• **Recorded information**:

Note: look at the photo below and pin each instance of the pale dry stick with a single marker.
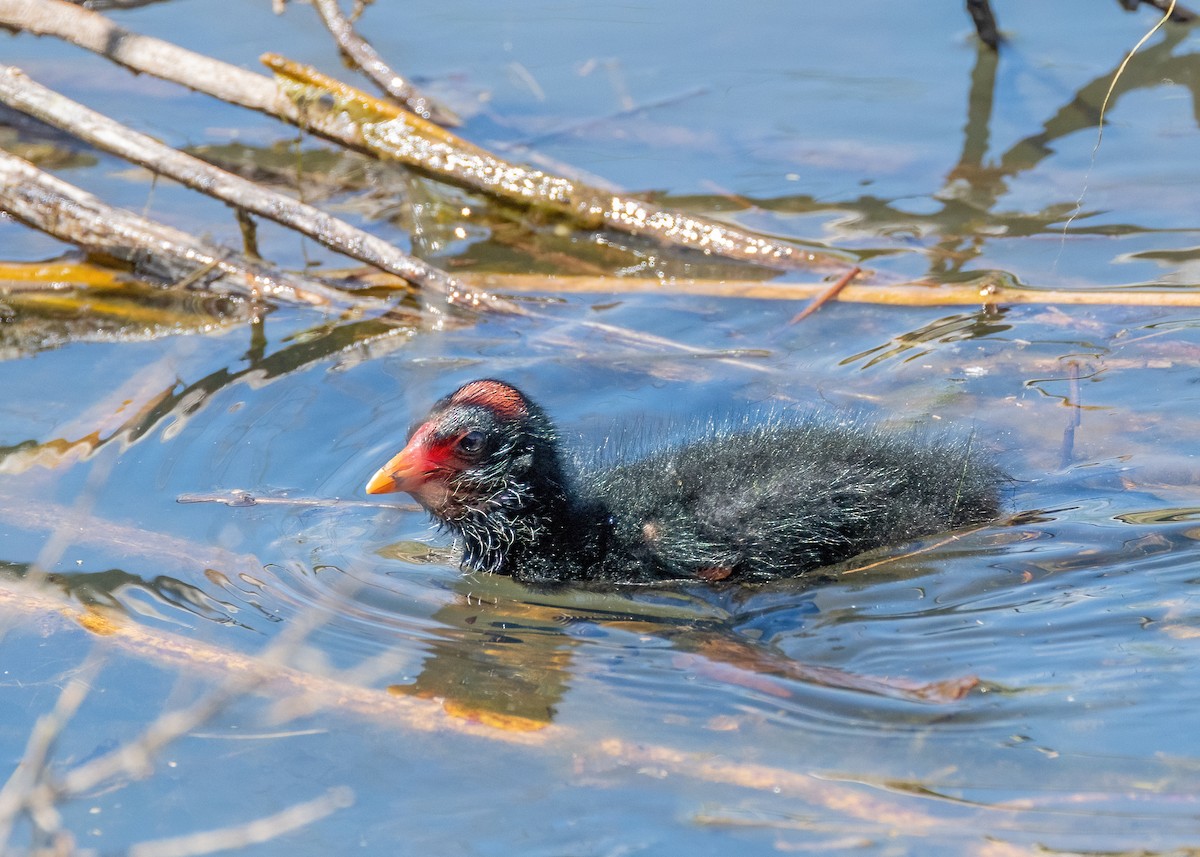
(400, 135)
(252, 832)
(891, 294)
(21, 93)
(827, 295)
(27, 780)
(1104, 106)
(355, 48)
(75, 216)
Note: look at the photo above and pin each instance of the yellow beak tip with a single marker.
(381, 484)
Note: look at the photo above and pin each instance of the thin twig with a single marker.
(30, 772)
(325, 107)
(21, 93)
(359, 52)
(72, 215)
(827, 295)
(252, 832)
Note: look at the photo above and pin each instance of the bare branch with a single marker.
(19, 791)
(23, 94)
(72, 215)
(348, 117)
(367, 59)
(251, 833)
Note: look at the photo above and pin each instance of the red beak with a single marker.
(407, 471)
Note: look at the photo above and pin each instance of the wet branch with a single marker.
(76, 216)
(21, 93)
(359, 52)
(329, 109)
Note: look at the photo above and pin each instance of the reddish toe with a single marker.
(774, 499)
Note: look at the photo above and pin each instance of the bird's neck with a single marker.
(528, 527)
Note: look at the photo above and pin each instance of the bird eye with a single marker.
(471, 444)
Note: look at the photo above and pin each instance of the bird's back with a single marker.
(781, 498)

• **Your task**:
Please format every line of the data above as a JSON list of strings, one string per line, with blank lines skipped and the picture left out.

• **Answer to this problem**:
[
  "Note: look at the photo below and pin each instance of the pale dry stick with a single marker.",
  "(400, 135)",
  "(252, 832)",
  "(891, 294)",
  "(21, 93)",
  "(827, 295)",
  "(27, 780)",
  "(1104, 106)",
  "(355, 48)",
  "(75, 216)",
  "Note: look at the photo above and pin each instance of the yellow beak tip with a single marker.",
  "(381, 484)",
  "Note: look at the photo above and pin each instance of the thin twig with a single marker.",
  "(30, 772)",
  "(325, 107)",
  "(21, 93)",
  "(359, 52)",
  "(72, 215)",
  "(827, 295)",
  "(252, 832)",
  "Note: look at the photo above and pin each instance of the bare branch with a single marker.",
  "(19, 791)",
  "(23, 94)",
  "(72, 215)",
  "(348, 117)",
  "(367, 59)",
  "(251, 833)",
  "Note: look at the photo above and pin each instance of the red beak with a single marker.",
  "(407, 471)",
  "Note: look at the photo above and pin each instance of the wet branch with a single marker.",
  "(76, 216)",
  "(21, 93)",
  "(359, 52)",
  "(329, 109)",
  "Note: look at the photo above and pin each instance of the reddish toe with a single marker.",
  "(774, 499)",
  "Note: look at the photo above and pin each instance of the bird's neck with a single marker.",
  "(528, 527)",
  "Note: look at the photo above and pin each instance of the bird eye with a single marker.",
  "(471, 444)",
  "Note: look at the photo above and pin each instance of the bird's back with a single marker.",
  "(781, 498)"
]